__SET PROBLEM__. Quote every line of the data below as it stands, omitting pictures.
---+---
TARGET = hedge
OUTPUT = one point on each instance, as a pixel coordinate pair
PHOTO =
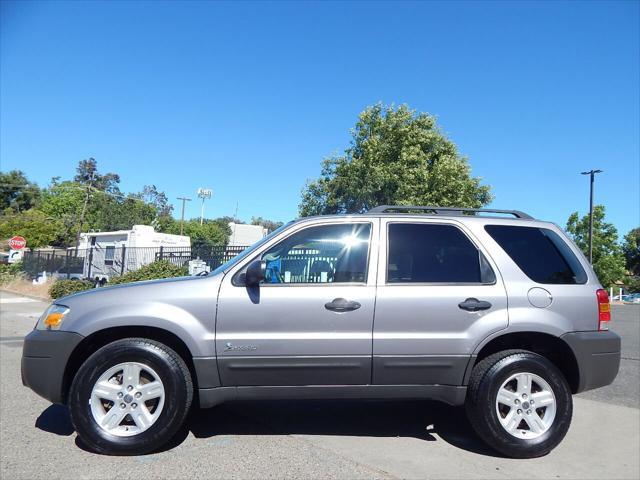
(63, 287)
(151, 271)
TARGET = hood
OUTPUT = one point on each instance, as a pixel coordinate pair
(147, 290)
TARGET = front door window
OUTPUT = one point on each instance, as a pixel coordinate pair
(323, 254)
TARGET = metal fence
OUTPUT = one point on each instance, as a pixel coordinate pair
(111, 261)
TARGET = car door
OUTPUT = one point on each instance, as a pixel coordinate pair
(438, 295)
(310, 321)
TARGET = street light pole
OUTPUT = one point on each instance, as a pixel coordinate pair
(182, 216)
(592, 174)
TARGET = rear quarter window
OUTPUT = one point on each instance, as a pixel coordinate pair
(540, 253)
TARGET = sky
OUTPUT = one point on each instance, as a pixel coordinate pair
(248, 98)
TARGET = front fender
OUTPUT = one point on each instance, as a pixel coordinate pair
(198, 336)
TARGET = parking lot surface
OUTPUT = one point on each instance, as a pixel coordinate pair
(318, 439)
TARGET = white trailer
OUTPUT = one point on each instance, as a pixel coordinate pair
(107, 254)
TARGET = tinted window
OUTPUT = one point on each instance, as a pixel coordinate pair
(420, 253)
(324, 254)
(540, 253)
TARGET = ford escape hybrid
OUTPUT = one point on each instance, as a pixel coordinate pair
(487, 308)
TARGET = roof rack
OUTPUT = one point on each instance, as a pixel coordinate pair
(454, 211)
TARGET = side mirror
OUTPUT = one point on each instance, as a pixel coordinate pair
(255, 273)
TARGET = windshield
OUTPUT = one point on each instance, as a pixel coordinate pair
(246, 252)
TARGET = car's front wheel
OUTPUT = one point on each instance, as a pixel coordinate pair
(130, 397)
(519, 403)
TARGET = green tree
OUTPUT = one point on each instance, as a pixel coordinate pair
(631, 250)
(17, 192)
(87, 174)
(63, 201)
(211, 232)
(270, 225)
(396, 156)
(608, 260)
(152, 196)
(35, 226)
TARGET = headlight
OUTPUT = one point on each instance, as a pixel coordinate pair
(52, 318)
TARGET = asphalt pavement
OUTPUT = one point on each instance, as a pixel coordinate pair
(318, 439)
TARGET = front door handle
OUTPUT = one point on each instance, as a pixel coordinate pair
(474, 305)
(342, 305)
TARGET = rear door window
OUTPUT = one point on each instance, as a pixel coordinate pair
(540, 253)
(434, 253)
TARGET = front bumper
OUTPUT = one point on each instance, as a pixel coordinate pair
(597, 355)
(44, 358)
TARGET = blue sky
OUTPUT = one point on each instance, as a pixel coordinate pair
(248, 98)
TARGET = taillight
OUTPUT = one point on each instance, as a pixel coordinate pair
(604, 309)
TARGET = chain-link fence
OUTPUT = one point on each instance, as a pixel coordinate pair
(110, 261)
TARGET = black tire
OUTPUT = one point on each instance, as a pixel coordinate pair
(175, 377)
(486, 379)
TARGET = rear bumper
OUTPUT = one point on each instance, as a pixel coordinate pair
(44, 358)
(597, 355)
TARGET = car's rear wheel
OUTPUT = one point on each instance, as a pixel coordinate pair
(519, 403)
(130, 397)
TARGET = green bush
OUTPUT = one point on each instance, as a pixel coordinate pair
(64, 287)
(152, 271)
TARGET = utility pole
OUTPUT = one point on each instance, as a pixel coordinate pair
(182, 216)
(592, 174)
(203, 193)
(84, 209)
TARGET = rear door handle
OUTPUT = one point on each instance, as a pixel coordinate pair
(474, 305)
(341, 305)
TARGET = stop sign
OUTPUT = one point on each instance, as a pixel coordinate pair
(17, 242)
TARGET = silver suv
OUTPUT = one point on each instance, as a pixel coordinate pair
(487, 308)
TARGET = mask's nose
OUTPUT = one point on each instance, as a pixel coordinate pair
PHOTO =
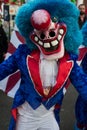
(40, 20)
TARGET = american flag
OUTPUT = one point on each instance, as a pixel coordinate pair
(11, 83)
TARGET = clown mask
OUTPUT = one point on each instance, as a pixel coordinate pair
(47, 35)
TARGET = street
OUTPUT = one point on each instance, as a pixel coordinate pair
(67, 115)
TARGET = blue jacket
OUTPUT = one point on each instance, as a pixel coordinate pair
(31, 89)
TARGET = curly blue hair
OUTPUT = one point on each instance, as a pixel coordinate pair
(63, 11)
(84, 32)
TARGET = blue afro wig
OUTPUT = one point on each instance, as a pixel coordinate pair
(84, 32)
(63, 11)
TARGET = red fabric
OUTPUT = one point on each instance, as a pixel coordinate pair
(33, 67)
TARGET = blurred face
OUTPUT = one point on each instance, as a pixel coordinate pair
(47, 35)
(82, 9)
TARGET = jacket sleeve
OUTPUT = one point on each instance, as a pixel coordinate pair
(8, 66)
(79, 80)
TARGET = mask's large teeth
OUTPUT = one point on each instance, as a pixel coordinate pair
(40, 43)
(59, 37)
(46, 45)
(61, 31)
(36, 39)
(54, 43)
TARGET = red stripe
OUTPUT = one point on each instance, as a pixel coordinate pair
(82, 53)
(13, 79)
(11, 48)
---+---
__SOLUTION TO THIS EXERCISE__.
TARGET = hedge
OUTPUT = one point on each instance, as a pixel coordinate pair
PHOTO =
(63, 287)
(151, 271)
TARGET = hood
OUTPUT = one point on each instance, as a pixel coordinate pair
(147, 290)
TARGET = front door window
OUTPUT = one point on each instance, as a pixel coordinate pair
(323, 254)
TARGET = metal fence
OUTPUT = one point on each instance, as a pixel coordinate pair
(111, 261)
TARGET = car door
OUTPUT = one point on each instance, as a pixel coordinate pair
(438, 295)
(310, 321)
TARGET = street light pole
OUTPUT = one point on each instance, as a pixel coordinate pair
(182, 216)
(592, 174)
TARGET = rear quarter window
OUTPUT = one point on each instance, as a pixel coordinate pair
(540, 253)
TARGET = sky
OUTPUT = one point on each instance, as a pixel coordinate pair
(248, 98)
TARGET = front fender
OUTPUT = one point on each instance, as a pixel coordinate pair
(198, 336)
TARGET = parking lot surface
OUTPUT = one point on each instance, as a pixel coordinate pair
(318, 439)
TARGET = white trailer
OUTPUT = one point on each instance, as a pixel coordinate pair
(107, 254)
TARGET = tinted window
OUTPUT = one point on each instance, as a pixel coordinate pair
(420, 253)
(324, 254)
(540, 253)
TARGET = ford escape hybrid
OUTPUT = one point on each instance, as a pixel coordinate pair
(487, 308)
TARGET = roof rack
OUTPUT = one point on each instance, as a pixel coordinate pair
(454, 211)
TARGET = side mirror
OUTPUT = one point on each instance, as a pixel coordinate pair
(255, 273)
TARGET = windshield
OUTPUT = one point on each instance, as a pixel coordinate pair
(246, 252)
TARGET = car's front wheel
OUTPUT = one point on each instance, as a pixel coordinate pair
(130, 397)
(519, 403)
TARGET = green tree
OUTPUT = one point on each instance, as a pixel coordinate pair
(631, 250)
(17, 192)
(87, 174)
(63, 201)
(211, 232)
(270, 225)
(396, 156)
(608, 260)
(152, 196)
(35, 226)
TARGET = headlight
OUTPUT = one point on each instance, as a pixel coordinate pair
(52, 318)
TARGET = asphalt pavement
OUTPUT = one point on each instance, as a pixel coordinate pair
(318, 439)
TARGET = front door handle
OUTPUT = one point on each instance, as a pixel coordinate pair
(474, 305)
(342, 305)
TARGET = rear door window
OUTPUT = one point on each instance, as a pixel coordinate pair
(540, 253)
(434, 253)
TARGET = front bumper
OUTPUT = one point on each instance, as a pixel coordinate pair
(597, 355)
(44, 358)
TARGET = blue sky
OUTPUT = one point on each instance, as a pixel coordinate pair
(248, 98)
TARGET = taillight
OUTPUT = one point on each instance, as a pixel coordinate pair
(604, 309)
TARGET = chain-link fence
OUTPUT = one point on each instance, as a pixel coordinate pair
(110, 261)
TARGET = black tire
OUTPUT = one point on each instance, as a pixel coordinate pair
(175, 377)
(486, 379)
TARGET = rear bumper
OUTPUT = one point on each instance, as a pixel coordinate pair
(44, 358)
(597, 355)
TARGET = car's rear wheel
OUTPUT = one point on each instance, as a pixel coordinate pair
(519, 403)
(130, 397)
TARGET = green bush
OUTPUT = one point on each instance, as a pixel coordinate pair
(64, 287)
(152, 271)
TARGET = utility pole
OUTPUT = one point on each instance, as a pixel coordinate pair
(182, 216)
(592, 174)
(203, 193)
(84, 209)
TARGET = rear door handle
OUTPUT = one point on each instance, as a pixel coordinate pair
(474, 305)
(341, 305)
TARGET = stop sign
OUTPUT = one point on each instance, as a pixel coordinate pair
(17, 242)
TARGET = silver suv
OUTPUT = one point on each instance, as a pixel coordinate pair
(487, 308)
TARGET = mask's nose
OUTPUT = one point on each instance, as a pixel coordinate pair
PHOTO =
(40, 20)
TARGET = american flag
OUTPUT = one point on each instance, as a pixel coordinate pair
(11, 83)
TARGET = clown mask
OUTPUT = one point on each instance, as a pixel coordinate pair
(47, 35)
TARGET = street
OUTPUT = one point on each instance, as a pixel coordinate pair
(67, 115)
TARGET = blue jacket
OUTPUT = one point on each instance, as a pixel coordinate pair
(31, 89)
TARGET = curly blue hair
OUTPUT = one point on each instance, as a pixel coordinate pair
(63, 11)
(84, 32)
TARGET = blue afro wig
OUTPUT = one point on each instance, as a pixel coordinate pair
(84, 32)
(63, 11)
TARGET = red fabric
OUTPUT = one point on each instance, as a pixel coordinate pair
(33, 67)
TARGET = blurred face
OUTPUT = one point on each instance, as a pixel coordinate pair
(47, 35)
(82, 9)
TARGET = jacket sleeve
OUTPUT = one point on each instance, as a pixel coordinate pair
(8, 66)
(79, 80)
TARGET = mask's large teeth
OUTPUT = one point on each instance, as a pixel coordinate pair
(40, 43)
(59, 37)
(46, 45)
(61, 31)
(36, 39)
(54, 43)
TARGET = red stripe
OUTPUT = one point on each instance, as a pixel coordinate pair
(82, 53)
(13, 79)
(11, 48)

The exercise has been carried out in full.